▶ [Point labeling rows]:
================
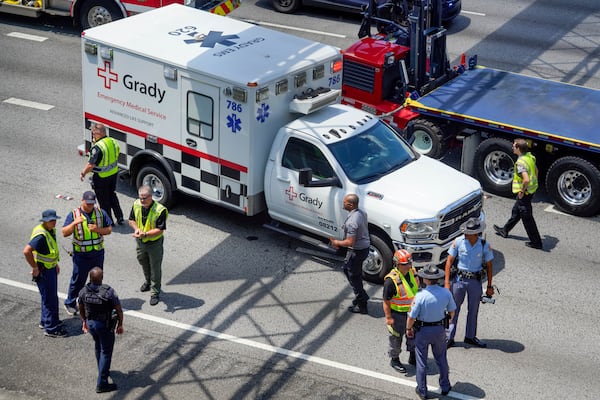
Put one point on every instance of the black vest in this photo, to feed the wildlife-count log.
(97, 305)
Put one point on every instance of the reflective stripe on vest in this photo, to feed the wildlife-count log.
(528, 160)
(110, 156)
(85, 240)
(405, 293)
(51, 259)
(155, 210)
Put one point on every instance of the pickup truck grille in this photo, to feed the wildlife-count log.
(359, 76)
(453, 219)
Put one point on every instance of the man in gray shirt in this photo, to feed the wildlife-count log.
(356, 239)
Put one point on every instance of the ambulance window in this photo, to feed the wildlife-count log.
(200, 115)
(299, 154)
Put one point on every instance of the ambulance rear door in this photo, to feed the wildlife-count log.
(200, 162)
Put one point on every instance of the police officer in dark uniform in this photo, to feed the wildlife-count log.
(425, 322)
(96, 305)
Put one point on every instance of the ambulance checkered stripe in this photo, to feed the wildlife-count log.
(193, 173)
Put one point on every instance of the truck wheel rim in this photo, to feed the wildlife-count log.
(156, 185)
(574, 187)
(422, 142)
(99, 16)
(498, 167)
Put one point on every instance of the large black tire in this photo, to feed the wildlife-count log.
(98, 12)
(379, 262)
(574, 185)
(494, 163)
(286, 6)
(153, 176)
(428, 139)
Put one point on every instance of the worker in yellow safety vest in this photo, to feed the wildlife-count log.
(525, 184)
(399, 289)
(42, 255)
(103, 162)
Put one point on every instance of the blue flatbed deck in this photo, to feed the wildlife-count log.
(519, 104)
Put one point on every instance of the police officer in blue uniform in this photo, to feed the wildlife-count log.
(425, 323)
(96, 303)
(473, 254)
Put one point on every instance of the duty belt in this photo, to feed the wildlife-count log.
(469, 275)
(436, 323)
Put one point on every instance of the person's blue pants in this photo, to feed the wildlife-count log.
(104, 340)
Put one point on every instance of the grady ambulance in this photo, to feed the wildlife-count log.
(247, 118)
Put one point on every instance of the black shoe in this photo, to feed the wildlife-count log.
(475, 342)
(501, 231)
(397, 365)
(358, 309)
(109, 387)
(56, 333)
(422, 397)
(412, 359)
(537, 246)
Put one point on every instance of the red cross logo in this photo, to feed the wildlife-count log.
(107, 74)
(290, 192)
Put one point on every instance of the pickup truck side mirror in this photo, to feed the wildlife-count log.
(305, 179)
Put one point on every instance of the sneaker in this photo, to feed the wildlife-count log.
(70, 310)
(412, 359)
(109, 387)
(397, 365)
(57, 333)
(475, 342)
(41, 326)
(500, 231)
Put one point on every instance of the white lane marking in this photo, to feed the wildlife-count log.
(27, 36)
(291, 28)
(258, 345)
(27, 103)
(473, 13)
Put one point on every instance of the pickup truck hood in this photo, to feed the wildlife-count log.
(425, 187)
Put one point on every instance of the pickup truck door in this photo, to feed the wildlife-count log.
(315, 209)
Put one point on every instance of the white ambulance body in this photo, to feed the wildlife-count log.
(212, 107)
(202, 94)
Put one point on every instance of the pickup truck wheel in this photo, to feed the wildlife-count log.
(98, 12)
(379, 262)
(574, 185)
(286, 6)
(494, 161)
(428, 139)
(154, 177)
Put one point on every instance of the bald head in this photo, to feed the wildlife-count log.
(96, 275)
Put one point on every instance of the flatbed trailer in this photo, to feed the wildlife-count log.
(561, 123)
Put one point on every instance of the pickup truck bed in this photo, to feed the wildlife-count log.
(560, 112)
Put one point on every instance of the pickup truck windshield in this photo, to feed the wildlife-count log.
(372, 154)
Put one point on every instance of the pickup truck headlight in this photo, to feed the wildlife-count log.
(419, 230)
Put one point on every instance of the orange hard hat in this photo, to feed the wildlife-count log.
(402, 256)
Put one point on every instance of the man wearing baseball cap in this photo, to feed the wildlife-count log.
(88, 224)
(425, 323)
(42, 255)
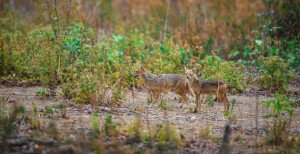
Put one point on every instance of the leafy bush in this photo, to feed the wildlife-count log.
(274, 73)
(231, 72)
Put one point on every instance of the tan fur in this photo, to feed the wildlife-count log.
(160, 83)
(211, 86)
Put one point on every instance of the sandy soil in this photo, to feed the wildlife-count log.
(188, 124)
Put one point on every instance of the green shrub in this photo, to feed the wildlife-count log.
(229, 71)
(274, 73)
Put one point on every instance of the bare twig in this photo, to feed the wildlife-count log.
(166, 20)
(50, 16)
(225, 147)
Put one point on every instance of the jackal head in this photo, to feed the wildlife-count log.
(139, 72)
(189, 74)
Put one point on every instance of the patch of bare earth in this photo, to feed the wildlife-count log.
(243, 139)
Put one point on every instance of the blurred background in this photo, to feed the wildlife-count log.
(224, 24)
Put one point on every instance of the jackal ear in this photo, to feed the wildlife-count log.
(194, 69)
(200, 73)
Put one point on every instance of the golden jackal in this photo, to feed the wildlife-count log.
(200, 86)
(165, 82)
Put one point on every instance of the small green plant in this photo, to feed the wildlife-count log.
(49, 111)
(8, 124)
(274, 73)
(134, 128)
(281, 113)
(52, 130)
(110, 126)
(96, 124)
(63, 110)
(118, 96)
(41, 93)
(34, 121)
(230, 113)
(210, 100)
(206, 132)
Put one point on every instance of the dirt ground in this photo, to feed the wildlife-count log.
(79, 118)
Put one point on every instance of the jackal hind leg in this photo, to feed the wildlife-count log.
(227, 102)
(198, 103)
(183, 99)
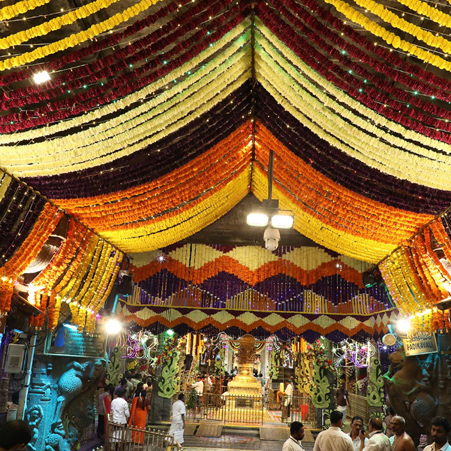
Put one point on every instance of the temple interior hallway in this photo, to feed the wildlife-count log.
(232, 439)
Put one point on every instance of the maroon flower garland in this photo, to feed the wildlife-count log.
(341, 168)
(120, 86)
(98, 45)
(323, 65)
(113, 64)
(313, 24)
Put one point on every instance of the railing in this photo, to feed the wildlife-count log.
(89, 433)
(120, 437)
(226, 408)
(359, 406)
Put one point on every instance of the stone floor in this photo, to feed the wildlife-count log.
(236, 439)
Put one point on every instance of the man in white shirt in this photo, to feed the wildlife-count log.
(378, 441)
(178, 420)
(289, 397)
(333, 438)
(296, 435)
(439, 434)
(101, 414)
(199, 387)
(356, 427)
(120, 413)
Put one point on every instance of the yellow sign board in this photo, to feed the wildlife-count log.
(420, 344)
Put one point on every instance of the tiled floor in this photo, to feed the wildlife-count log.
(235, 440)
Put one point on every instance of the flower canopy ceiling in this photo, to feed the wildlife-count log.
(159, 117)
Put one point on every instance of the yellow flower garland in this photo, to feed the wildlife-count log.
(156, 122)
(424, 9)
(20, 8)
(55, 24)
(390, 38)
(162, 233)
(379, 121)
(125, 102)
(353, 246)
(346, 137)
(77, 38)
(397, 22)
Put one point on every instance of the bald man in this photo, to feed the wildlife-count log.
(377, 441)
(401, 441)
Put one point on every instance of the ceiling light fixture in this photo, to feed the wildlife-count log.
(41, 77)
(270, 214)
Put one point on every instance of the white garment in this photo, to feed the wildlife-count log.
(177, 425)
(101, 406)
(333, 439)
(120, 413)
(378, 441)
(199, 386)
(176, 430)
(433, 447)
(178, 409)
(343, 409)
(292, 445)
(289, 393)
(356, 443)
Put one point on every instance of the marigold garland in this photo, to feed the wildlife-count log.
(175, 228)
(77, 38)
(163, 124)
(403, 25)
(324, 124)
(223, 62)
(318, 192)
(390, 38)
(166, 192)
(54, 24)
(378, 121)
(308, 223)
(7, 12)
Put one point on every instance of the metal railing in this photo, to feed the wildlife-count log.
(301, 409)
(120, 437)
(226, 408)
(359, 406)
(89, 433)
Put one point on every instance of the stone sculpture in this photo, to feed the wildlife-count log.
(409, 389)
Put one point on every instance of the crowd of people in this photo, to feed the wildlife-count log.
(374, 439)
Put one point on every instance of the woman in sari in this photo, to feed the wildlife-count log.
(138, 416)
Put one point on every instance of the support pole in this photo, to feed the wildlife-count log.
(24, 392)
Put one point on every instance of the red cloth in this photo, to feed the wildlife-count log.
(107, 407)
(138, 418)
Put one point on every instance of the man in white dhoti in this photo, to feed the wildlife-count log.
(120, 413)
(178, 420)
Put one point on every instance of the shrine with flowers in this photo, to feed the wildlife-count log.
(249, 188)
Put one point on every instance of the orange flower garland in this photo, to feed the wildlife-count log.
(30, 248)
(390, 225)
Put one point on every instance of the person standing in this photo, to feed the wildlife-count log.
(296, 435)
(178, 420)
(342, 400)
(199, 387)
(356, 427)
(378, 441)
(119, 408)
(120, 413)
(138, 416)
(388, 422)
(439, 434)
(289, 398)
(101, 413)
(401, 441)
(333, 438)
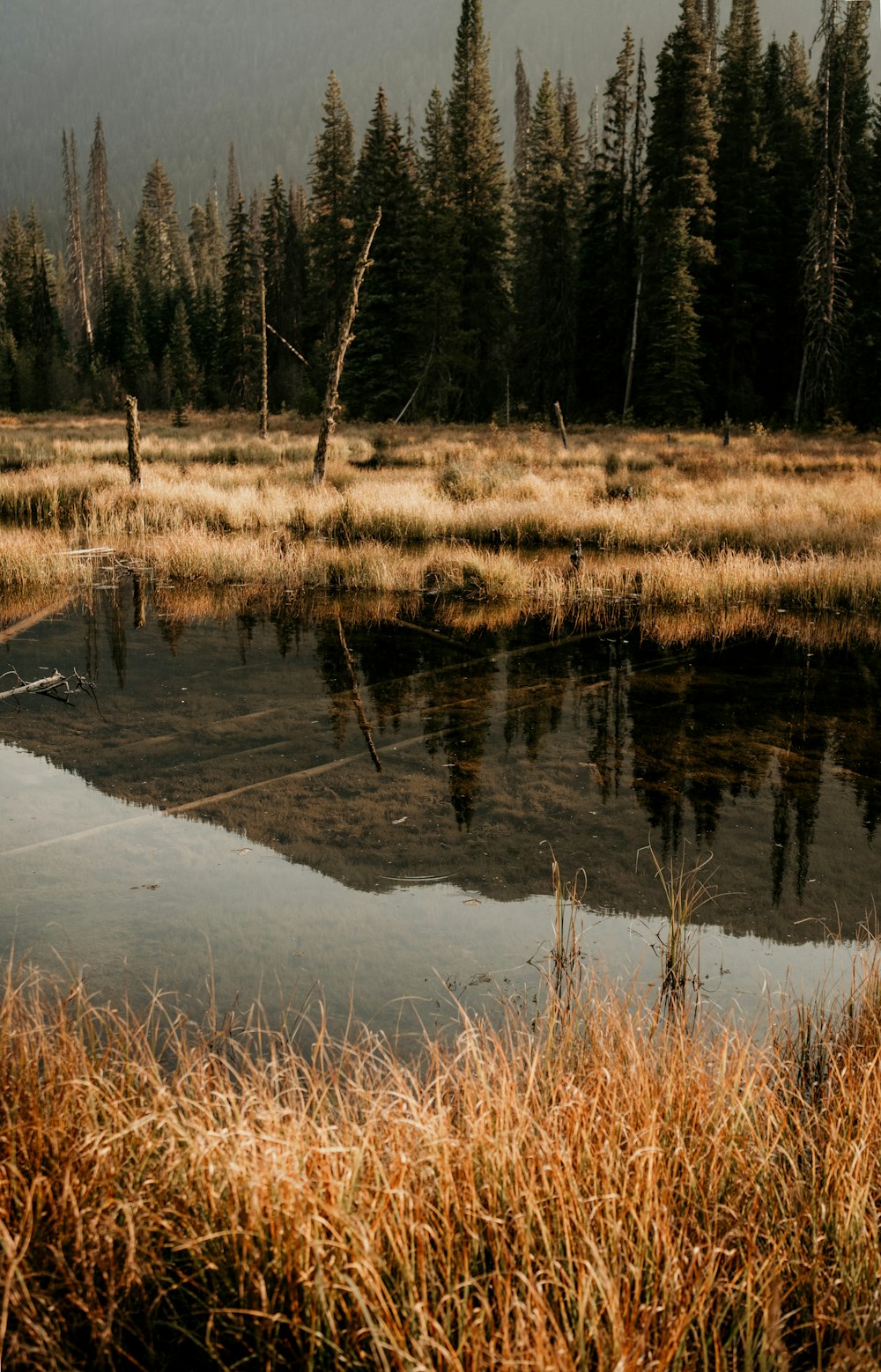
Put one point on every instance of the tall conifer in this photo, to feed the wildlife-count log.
(479, 196)
(331, 238)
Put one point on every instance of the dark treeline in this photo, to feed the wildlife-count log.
(711, 250)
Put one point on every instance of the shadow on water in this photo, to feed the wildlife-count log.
(389, 745)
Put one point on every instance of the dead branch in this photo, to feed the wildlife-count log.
(282, 339)
(331, 400)
(56, 686)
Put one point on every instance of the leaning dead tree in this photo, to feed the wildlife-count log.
(76, 251)
(133, 434)
(56, 686)
(331, 400)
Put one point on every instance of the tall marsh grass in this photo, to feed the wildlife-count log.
(775, 521)
(608, 1195)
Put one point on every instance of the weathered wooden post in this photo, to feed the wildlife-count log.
(560, 424)
(331, 400)
(133, 434)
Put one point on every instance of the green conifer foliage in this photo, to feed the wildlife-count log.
(843, 172)
(239, 343)
(15, 261)
(285, 267)
(788, 105)
(741, 221)
(179, 368)
(545, 262)
(608, 248)
(682, 142)
(479, 198)
(384, 359)
(331, 229)
(440, 257)
(673, 388)
(678, 221)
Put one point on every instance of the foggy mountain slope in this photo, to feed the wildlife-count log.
(182, 81)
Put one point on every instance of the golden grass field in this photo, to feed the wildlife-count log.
(773, 520)
(598, 1189)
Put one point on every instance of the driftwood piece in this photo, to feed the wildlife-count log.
(331, 400)
(356, 698)
(56, 686)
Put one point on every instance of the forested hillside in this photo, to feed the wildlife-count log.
(707, 248)
(181, 81)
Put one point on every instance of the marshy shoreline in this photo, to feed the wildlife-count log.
(581, 1184)
(593, 1187)
(774, 521)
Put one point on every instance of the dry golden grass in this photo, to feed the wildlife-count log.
(769, 518)
(602, 1192)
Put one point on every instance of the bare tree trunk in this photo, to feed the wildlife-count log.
(133, 434)
(74, 229)
(331, 400)
(263, 385)
(560, 424)
(633, 338)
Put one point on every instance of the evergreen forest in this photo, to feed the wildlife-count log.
(708, 250)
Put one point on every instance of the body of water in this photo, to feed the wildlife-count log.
(317, 806)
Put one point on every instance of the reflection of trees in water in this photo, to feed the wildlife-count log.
(455, 717)
(536, 686)
(115, 623)
(703, 726)
(287, 626)
(246, 623)
(856, 745)
(602, 712)
(337, 682)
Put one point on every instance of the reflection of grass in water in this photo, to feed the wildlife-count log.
(604, 1195)
(677, 943)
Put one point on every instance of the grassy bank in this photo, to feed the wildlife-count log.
(774, 521)
(611, 1194)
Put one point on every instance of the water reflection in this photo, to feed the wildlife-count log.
(421, 742)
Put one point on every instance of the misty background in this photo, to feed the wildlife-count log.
(180, 80)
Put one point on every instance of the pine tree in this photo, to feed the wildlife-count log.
(98, 218)
(608, 247)
(179, 368)
(383, 364)
(545, 262)
(523, 110)
(162, 265)
(673, 388)
(331, 238)
(120, 339)
(479, 198)
(731, 302)
(206, 248)
(233, 182)
(843, 161)
(15, 262)
(678, 221)
(788, 107)
(283, 255)
(76, 248)
(239, 343)
(682, 142)
(440, 254)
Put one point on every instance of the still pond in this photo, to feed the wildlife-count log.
(356, 807)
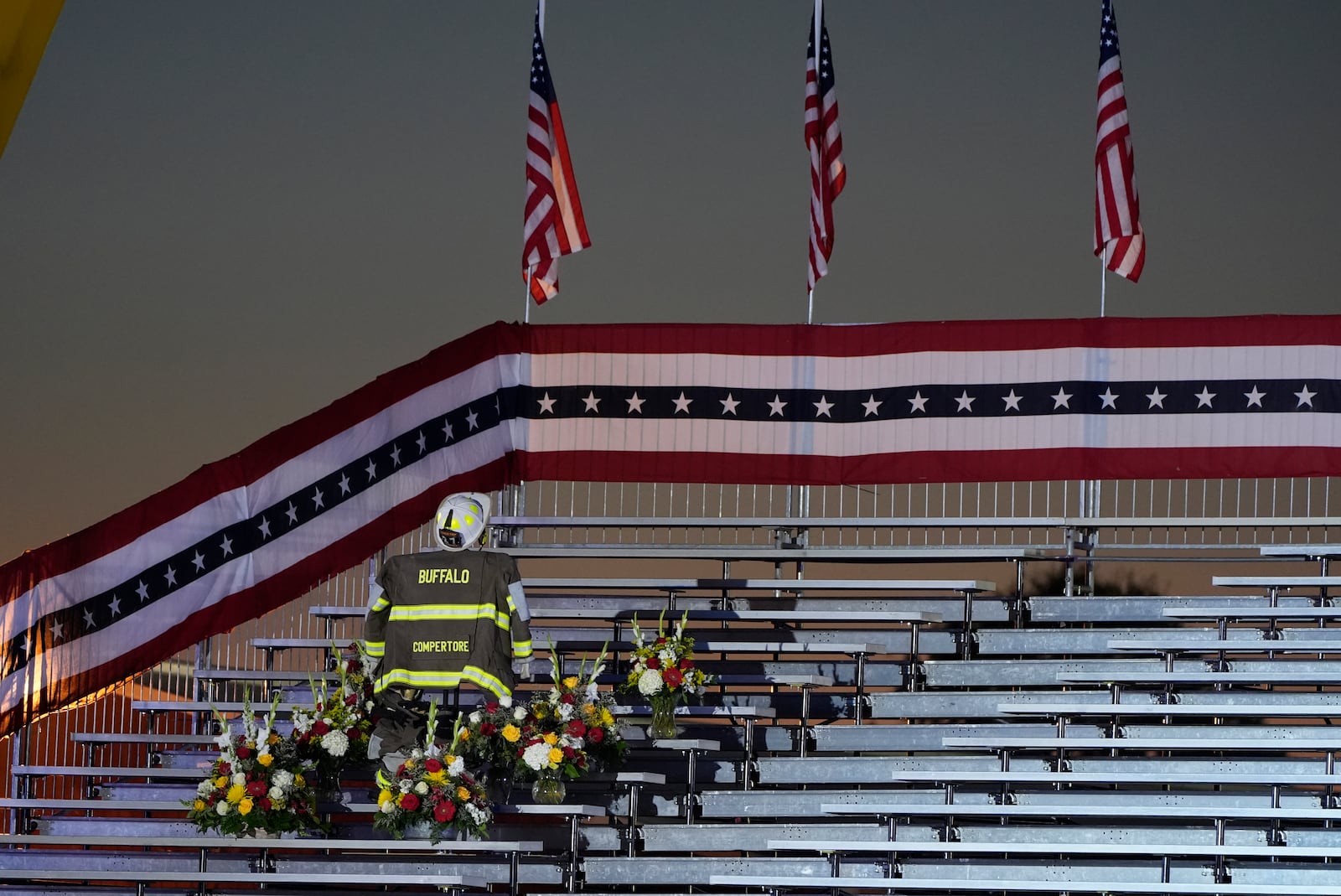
================
▶ [Requirement]:
Extract every line in the rows above that contains the string "conifer", matching case exactly.

▶ [Correct response]:
Put one point on every instance of the tall conifer in this photo, to feed the wildlife-count log.
Put one point on every instance of the green conifer foliage in this photo, to feed the wildlife-count log.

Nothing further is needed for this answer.